Would you write out the entries below, every one of them, exactly?

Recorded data
# # # # #
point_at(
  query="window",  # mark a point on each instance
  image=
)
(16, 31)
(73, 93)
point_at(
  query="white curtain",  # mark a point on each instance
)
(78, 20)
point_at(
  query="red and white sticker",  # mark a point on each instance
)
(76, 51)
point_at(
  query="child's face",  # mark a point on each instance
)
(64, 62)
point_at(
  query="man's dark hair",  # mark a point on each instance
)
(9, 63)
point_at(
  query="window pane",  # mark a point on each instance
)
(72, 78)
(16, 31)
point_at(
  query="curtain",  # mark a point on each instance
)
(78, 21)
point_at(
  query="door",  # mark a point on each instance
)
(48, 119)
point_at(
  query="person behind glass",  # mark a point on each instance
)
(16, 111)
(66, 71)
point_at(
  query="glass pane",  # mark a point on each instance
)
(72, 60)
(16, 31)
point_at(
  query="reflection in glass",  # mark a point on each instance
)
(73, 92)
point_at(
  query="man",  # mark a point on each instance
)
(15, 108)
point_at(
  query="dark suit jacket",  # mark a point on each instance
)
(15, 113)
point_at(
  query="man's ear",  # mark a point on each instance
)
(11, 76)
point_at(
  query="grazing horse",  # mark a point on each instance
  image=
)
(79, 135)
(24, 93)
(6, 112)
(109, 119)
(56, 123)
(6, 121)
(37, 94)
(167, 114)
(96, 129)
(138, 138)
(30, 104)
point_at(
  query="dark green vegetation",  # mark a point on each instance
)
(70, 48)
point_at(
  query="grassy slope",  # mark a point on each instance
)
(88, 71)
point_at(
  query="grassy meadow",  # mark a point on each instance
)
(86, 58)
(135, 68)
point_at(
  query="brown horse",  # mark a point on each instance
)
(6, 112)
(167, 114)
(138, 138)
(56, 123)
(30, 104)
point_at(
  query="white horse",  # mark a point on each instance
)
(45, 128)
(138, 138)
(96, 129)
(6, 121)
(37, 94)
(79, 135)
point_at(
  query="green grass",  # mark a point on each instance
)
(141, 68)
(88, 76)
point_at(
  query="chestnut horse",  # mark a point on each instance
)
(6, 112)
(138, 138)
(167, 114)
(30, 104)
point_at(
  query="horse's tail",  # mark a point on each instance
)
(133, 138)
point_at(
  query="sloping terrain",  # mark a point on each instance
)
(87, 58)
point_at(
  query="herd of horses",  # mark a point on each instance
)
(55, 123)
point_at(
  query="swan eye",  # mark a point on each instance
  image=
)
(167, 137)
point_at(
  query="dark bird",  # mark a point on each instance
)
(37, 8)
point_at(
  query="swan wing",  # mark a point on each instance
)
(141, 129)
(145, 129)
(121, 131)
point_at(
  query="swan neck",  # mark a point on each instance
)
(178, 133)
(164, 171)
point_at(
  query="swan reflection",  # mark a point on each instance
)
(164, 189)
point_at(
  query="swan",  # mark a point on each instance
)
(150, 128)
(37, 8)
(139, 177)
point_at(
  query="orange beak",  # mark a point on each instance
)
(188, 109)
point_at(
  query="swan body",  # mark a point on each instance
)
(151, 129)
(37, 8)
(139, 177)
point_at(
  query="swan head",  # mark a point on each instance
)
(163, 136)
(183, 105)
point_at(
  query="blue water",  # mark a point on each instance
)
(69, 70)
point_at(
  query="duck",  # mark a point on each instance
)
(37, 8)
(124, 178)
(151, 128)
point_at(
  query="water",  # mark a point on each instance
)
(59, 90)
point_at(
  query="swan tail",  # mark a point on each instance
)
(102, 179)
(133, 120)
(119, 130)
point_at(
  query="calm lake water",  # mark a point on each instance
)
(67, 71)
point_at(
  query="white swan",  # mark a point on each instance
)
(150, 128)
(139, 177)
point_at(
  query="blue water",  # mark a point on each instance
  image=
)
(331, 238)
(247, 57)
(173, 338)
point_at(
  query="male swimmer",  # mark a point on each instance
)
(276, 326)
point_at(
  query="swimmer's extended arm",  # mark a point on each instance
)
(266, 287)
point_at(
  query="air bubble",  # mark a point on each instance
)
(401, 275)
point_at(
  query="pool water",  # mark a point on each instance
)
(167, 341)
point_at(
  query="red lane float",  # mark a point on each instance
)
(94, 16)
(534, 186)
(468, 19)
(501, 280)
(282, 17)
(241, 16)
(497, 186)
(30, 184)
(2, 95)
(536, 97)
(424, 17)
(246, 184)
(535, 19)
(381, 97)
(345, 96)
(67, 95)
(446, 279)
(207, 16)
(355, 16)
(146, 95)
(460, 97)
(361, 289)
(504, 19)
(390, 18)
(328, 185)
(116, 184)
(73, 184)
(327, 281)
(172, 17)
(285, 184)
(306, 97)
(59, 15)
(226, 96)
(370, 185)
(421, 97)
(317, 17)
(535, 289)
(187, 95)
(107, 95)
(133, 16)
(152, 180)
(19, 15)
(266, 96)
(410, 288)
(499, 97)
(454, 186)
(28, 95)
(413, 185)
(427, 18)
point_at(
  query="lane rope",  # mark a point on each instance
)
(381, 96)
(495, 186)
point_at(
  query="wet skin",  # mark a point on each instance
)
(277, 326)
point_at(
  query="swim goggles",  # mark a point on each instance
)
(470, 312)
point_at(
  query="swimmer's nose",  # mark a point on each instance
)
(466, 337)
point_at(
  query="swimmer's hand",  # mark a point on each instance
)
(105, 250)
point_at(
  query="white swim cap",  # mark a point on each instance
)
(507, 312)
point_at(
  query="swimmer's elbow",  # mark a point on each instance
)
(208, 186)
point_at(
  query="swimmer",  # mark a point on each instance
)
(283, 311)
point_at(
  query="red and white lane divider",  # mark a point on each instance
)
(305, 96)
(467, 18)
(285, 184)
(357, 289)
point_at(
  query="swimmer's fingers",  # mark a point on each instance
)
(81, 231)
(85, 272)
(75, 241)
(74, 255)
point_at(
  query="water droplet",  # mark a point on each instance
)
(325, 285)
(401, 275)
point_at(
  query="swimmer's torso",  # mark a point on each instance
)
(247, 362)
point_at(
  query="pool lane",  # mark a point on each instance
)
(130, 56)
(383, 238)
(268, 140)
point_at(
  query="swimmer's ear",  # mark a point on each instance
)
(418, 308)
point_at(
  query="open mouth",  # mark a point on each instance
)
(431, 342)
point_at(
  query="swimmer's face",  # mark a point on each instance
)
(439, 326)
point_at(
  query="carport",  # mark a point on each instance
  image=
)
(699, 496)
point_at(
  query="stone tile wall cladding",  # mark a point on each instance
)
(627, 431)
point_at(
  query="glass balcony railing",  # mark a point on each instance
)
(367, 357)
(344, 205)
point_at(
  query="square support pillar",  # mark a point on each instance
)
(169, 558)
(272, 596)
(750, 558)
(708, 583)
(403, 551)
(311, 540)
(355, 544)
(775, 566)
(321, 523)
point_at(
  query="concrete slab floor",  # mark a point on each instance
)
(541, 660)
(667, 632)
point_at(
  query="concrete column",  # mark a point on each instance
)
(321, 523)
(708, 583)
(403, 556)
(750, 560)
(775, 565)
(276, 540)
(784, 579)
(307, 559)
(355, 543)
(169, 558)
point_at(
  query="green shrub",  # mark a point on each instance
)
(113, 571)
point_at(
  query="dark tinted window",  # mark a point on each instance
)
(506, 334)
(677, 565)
# # # # #
Written response
point_at(
  query="window",  # mark a point on each instance
  image=
)
(16, 31)
(73, 93)
point_at(
  query="white curtain",  # mark a point on each instance
)
(78, 20)
point_at(
  query="red and white sticker",  # mark a point on each instance
)
(76, 51)
point_at(
  query="child's face",  # mark a point on each instance
)
(64, 62)
point_at(
  query="man's dark hair",  # mark a point on each instance
)
(9, 63)
point_at(
  query="window pane",  # mark a point on each instance
)
(72, 78)
(16, 31)
point_at(
  query="curtain",  # mark a point on each instance
)
(78, 21)
point_at(
  query="door",  # mark a point on each instance
)
(48, 119)
point_at(
  query="person behind glass",  # mark a point on each instance
)
(16, 111)
(66, 71)
point_at(
  query="glass pane",  # mark a point on each instance
)
(72, 60)
(16, 31)
point_at(
  query="reflection in glass",  # mark a point on each instance
)
(73, 92)
point_at(
  query="man",  # mark a point on each instance
)
(15, 108)
point_at(
  query="dark suit jacket",  # mark a point on each instance
)
(15, 113)
point_at(
  query="man's ear",  # mark a point on each instance
)
(11, 76)
point_at(
  query="grazing horse",  # mark a point on each instance
  image=
)
(79, 135)
(24, 93)
(6, 112)
(109, 119)
(56, 123)
(6, 121)
(37, 94)
(167, 114)
(96, 129)
(138, 138)
(30, 104)
point_at(
  query="dark green vegetation",  # mark a point on each instance
)
(70, 48)
point_at(
  query="grassy slope",  # mark a point on each instance
)
(88, 71)
point_at(
  query="grassy meadow",  # mark a point on each instance
)
(86, 58)
(135, 68)
point_at(
  query="brown horse",  # mark a point on each instance
)
(6, 112)
(167, 114)
(138, 138)
(56, 123)
(30, 104)
point_at(
  query="white horse",  # mark a point on each instance
)
(45, 128)
(138, 138)
(96, 129)
(6, 121)
(37, 94)
(79, 135)
point_at(
  query="green grass",  # mark a point on each instance
)
(141, 68)
(88, 76)
point_at(
  query="chestnut horse",  # mark a point on each instance
)
(6, 112)
(138, 138)
(167, 114)
(30, 104)
point_at(
  query="horse's tail",  # mark a point on each instance
)
(133, 138)
point_at(
  query="sloping terrain",  # mark a point on each instance
)
(87, 58)
point_at(
  query="herd of horses",  # mark a point on each instance
)
(55, 123)
point_at(
  query="swan eye",  # mark a point on each instance
  image=
)
(167, 137)
point_at(
  query="dark bird",  # mark a point on each instance
)
(37, 8)
point_at(
  query="swan wing",  # mark a point on each instance
)
(141, 129)
(145, 129)
(121, 131)
point_at(
  query="swan neck",  # mark a point on each instance
)
(178, 133)
(164, 171)
point_at(
  query="swan reflection",  # mark a point on each instance
)
(164, 189)
point_at(
  query="swan",  # mark a point on each instance
)
(150, 128)
(37, 8)
(139, 177)
point_at(
  query="orange beak",  # mark a point on each instance
)
(188, 109)
point_at(
  query="swan body",  # mark a point on each instance
)
(151, 129)
(37, 8)
(139, 177)
point_at(
  query="swan head",  # mark a point on each instance
)
(163, 136)
(183, 105)
point_at(
  query="blue water",  # mark a point on each instance
)
(69, 70)
point_at(
  query="duck",  # mark a point on each instance
)
(37, 8)
(124, 178)
(151, 128)
point_at(
  query="water",  # mark a point on each instance
)
(59, 90)
point_at(
  query="swan tail",  # mark a point on each instance
)
(102, 179)
(133, 120)
(119, 130)
point_at(
  query="calm lake water",  # mark a point on each instance
)
(67, 71)
point_at(
  query="white swan",  # mark a point on each instance
)
(150, 128)
(139, 177)
point_at(
  query="blue water",  # mark a point on each instance
  image=
)
(331, 238)
(247, 57)
(173, 338)
point_at(
  query="male swimmer",  # mark a point on each instance
)
(276, 326)
point_at(
  query="swimmer's extended arm",  # mark a point on each instance
)
(266, 287)
point_at(
  query="air bubble",  # mark a point on each instance
)
(401, 275)
point_at(
  query="pool water",  # mark a point on each instance
)
(167, 341)
point_at(
  query="red lane float",  # mark a point on each instance
)
(94, 16)
(534, 186)
(468, 19)
(501, 280)
(282, 17)
(241, 16)
(497, 186)
(30, 184)
(2, 95)
(536, 97)
(424, 17)
(246, 184)
(535, 19)
(381, 97)
(345, 96)
(67, 95)
(446, 279)
(207, 16)
(355, 16)
(146, 95)
(460, 97)
(361, 289)
(504, 19)
(390, 18)
(328, 185)
(116, 184)
(73, 184)
(327, 281)
(172, 17)
(285, 184)
(306, 97)
(59, 15)
(226, 96)
(370, 185)
(421, 97)
(317, 17)
(535, 289)
(187, 95)
(107, 95)
(133, 16)
(152, 180)
(19, 15)
(266, 96)
(410, 288)
(499, 97)
(454, 186)
(28, 95)
(413, 185)
(427, 18)
point_at(
  query="lane rope",  # mark a point on each instance
)
(381, 96)
(495, 186)
point_at(
  query="wet skin",  # mark a point on each instance
)
(277, 326)
point_at(
  query="swim goggles",  # mark a point on each instance
)
(470, 312)
point_at(
  query="swimmer's nose",  # mark a point on each instance
)
(466, 337)
point_at(
  query="swimmer's hand",  # mark a point on each instance
)
(105, 250)
point_at(
  query="white swim cap",  # mark a point on each instance
)
(507, 312)
point_at(
  query="swimmer's elbow",  # mark a point on each instance
)
(208, 186)
point_at(
  query="swimmer",  # mark a point on each instance
)
(283, 311)
point_at(
  query="red and white lane divider",  # mark a point on each instance
)
(305, 96)
(467, 18)
(285, 184)
(357, 289)
point_at(
  query="swimmer's fingers",  # mark a point on each instance
)
(81, 231)
(85, 272)
(75, 241)
(74, 255)
point_at(
  query="water droplet",  # mark a point on each instance
)
(325, 285)
(401, 275)
point_at(
  query="swimmer's torso",  # mark a point on each instance
)
(247, 362)
point_at(
  query="pool lane",  # mark a point on each instance
)
(130, 56)
(383, 238)
(268, 140)
point_at(
  query="swimmer's ear",  # mark a point on each instance
)
(418, 308)
point_at(
  query="open mouth",  # mark a point on each instance
)
(431, 342)
point_at(
  query="swimmer's face",  # mark a point on each instance
)
(439, 326)
point_at(
  query="carport",  # mark a point on each instance
  image=
)
(699, 496)
point_at(
  query="stone tile wall cladding",  # mark a point on each instance
)
(627, 431)
point_at(
  query="glass balcony railing",  # mark a point on each instance
)
(367, 357)
(344, 205)
point_at(
  query="square support pillar",  # mark a point on each instance
)
(169, 558)
(272, 596)
(750, 558)
(708, 583)
(403, 551)
(311, 540)
(355, 544)
(775, 566)
(321, 523)
point_at(
  query="concrete slab floor",  # mark a point on each instance
)
(541, 660)
(667, 632)
point_at(
  query="concrete column",  # mark a point on each instance
)
(321, 523)
(708, 583)
(403, 556)
(750, 560)
(775, 565)
(276, 540)
(784, 579)
(307, 559)
(355, 543)
(169, 558)
point_at(
  query="green shrub",  # mark a point on each instance
)
(113, 571)
point_at(
  query="dark tinted window",  # mark a point on each instance
)
(506, 334)
(677, 565)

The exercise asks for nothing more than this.